### Information provided
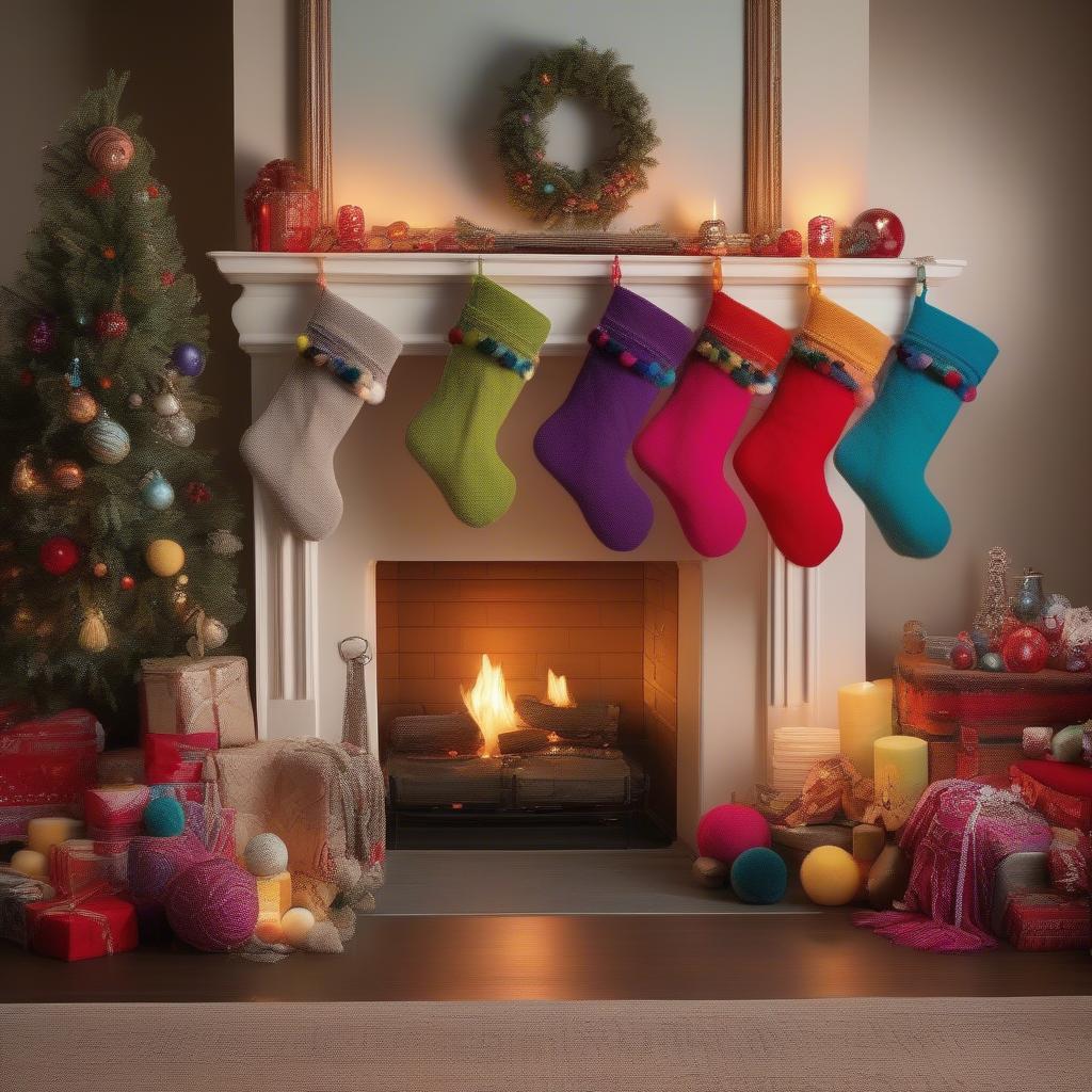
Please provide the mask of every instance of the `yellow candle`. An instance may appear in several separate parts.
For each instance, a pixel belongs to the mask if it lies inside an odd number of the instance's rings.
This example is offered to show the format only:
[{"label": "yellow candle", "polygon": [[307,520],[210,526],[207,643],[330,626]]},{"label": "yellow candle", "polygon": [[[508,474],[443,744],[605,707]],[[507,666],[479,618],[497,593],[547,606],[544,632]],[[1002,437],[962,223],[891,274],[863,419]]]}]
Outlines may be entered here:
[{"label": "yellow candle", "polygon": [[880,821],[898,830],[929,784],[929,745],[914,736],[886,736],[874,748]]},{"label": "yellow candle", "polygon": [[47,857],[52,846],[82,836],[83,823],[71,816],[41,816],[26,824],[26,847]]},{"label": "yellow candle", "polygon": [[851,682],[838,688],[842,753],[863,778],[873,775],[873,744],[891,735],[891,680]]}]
######
### Information provided
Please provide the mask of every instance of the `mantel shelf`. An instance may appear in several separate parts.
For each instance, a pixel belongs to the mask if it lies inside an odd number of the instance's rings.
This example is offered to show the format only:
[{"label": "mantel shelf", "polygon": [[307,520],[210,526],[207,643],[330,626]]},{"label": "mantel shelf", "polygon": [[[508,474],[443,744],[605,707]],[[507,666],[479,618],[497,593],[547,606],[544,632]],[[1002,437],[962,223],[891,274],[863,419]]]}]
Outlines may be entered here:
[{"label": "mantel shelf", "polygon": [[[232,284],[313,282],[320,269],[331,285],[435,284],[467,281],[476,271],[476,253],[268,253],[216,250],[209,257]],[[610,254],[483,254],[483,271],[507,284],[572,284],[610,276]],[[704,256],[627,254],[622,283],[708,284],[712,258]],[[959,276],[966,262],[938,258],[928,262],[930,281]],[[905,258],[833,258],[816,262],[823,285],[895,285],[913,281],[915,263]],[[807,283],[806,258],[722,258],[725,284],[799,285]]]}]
######
Report how many lines of the records contain the string "several", treating uppercase and lowercase as different. Give only the number.

2